**Supplied text**
In a foreshadowing of the bad predictions and miscalculations that have plagued McArdle throughout her career, "Jane" called economist James Galbraith "paranoiac" in 2003 for predicting that the Iraq war would cost $2 trillion. (A better description would have been "optimistic," since that war has already cost at least $3 trillion, while the total cost of the Afghan and Iraq wars now stands at an estimated $4.79 trillion.)
But "Galt"/McArdle" got her real training in right-wing agit-prop for the ruling classes at the Koch-funded Institute for Humane Studies" (IHS) at George Mason University, which pays writers a healthy stipend to "immerse (themselves) in the ideas of a free society through a rigorous week of lectures, discussions, and socials.
Koch Family Foundations have provided a massive stream of funding to IHS over the years -- more than $30 million, according to Greenpeace. Charles G. Koch has been actively involved in IHS, serving as a board member or board chair for decades. Emails obtained by the Center for Media and Media and Democracy and reviewed by this writer show that the equally far-right Bradley Foundation has also been funding IHS.
In a 2013 grant proposal record from the Bradley Foundation lauded IHS: "For more than 50 years, IHS has been identifying and facilitating the development of talented students and scholars who share an interest in the principles of the free society" and that it "provides career assistance for students preparing for careers in policy, teaching, and the media." That assistance includes "using its public relations capacity to arrange print/broadcast media placement for the work of scholars in its network."

**Extracted records**

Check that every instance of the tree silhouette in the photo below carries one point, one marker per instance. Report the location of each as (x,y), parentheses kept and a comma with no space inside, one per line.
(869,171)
---
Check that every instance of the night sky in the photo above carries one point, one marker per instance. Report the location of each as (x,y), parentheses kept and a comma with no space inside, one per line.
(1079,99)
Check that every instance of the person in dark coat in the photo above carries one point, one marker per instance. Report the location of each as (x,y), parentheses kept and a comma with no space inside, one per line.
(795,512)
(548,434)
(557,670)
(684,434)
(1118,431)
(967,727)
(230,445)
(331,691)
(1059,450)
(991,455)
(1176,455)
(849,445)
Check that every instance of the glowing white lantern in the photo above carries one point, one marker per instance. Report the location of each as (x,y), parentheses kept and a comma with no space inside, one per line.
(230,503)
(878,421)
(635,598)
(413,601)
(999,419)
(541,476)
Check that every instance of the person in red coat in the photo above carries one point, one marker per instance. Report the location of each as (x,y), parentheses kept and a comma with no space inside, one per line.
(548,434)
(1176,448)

**Short exercise 1**
How many lines in the rows contain the word "dark"? Reply with the number only.
**Short exercise 2**
Continue the passage about the Institute for Humane Studies and its funders, starting right after its last sentence.

**Result 1**
1

**Result 2**
Since her "education" at IHS, McArdle has remained loyal to the cause. She returned to IHS in 2011 to participate in a seminar on "Journalism and a Free Society." The brochure for that program has been deleted from the seminar description, but topics reportedly included "Is an 'objective' press possible — or even desirable?"
McArdle also benefits financially from her husband's cozy relationship with the Kochs. Peter Suderman has worked at a number of Koch-funded institutions, including the Competitive Enterprise Institute, American Future's Foundation and now the Koch mag. "Reason."
Project S.H.A.M.E, which tracks conflicts of interest and corruption in the media, notes that McArdle hosted a 50th anniversary gala dinner for IHS that honored Charles Koch. They point out the group took some pains to keep her involvement private, "scrubbing her name from the dinner announcement page" after the event took place.
Since then, McArdle has pursued a career that is as noteworthy for its conspicuous errors as it is for its extreme statements and ad hominem attacks.
McArdle memorably miscalculated the effect of repealing Bush's tax cuts by a factor of 10, and was startlingly unapologetic about her error when it was brought to light. ""The calculator on my computer won't go into the billions," she wrote, "and I truncated incorrectly. The main point stands ..." (It didn't.)
McArdle brought her characteristic blend of misleading invective and poor data analysis to her attacks on Elizabeth Warren and the Consumer Financial Protection Bureau, targets of ire of McArdle and her billionaire patrons alike. (Those attacks are deconstructed here.) She deceptively edited a tweet from financial writer Helaine Olen in order to make the argument that health care is a business and not a right. (That argument is rebutted here.)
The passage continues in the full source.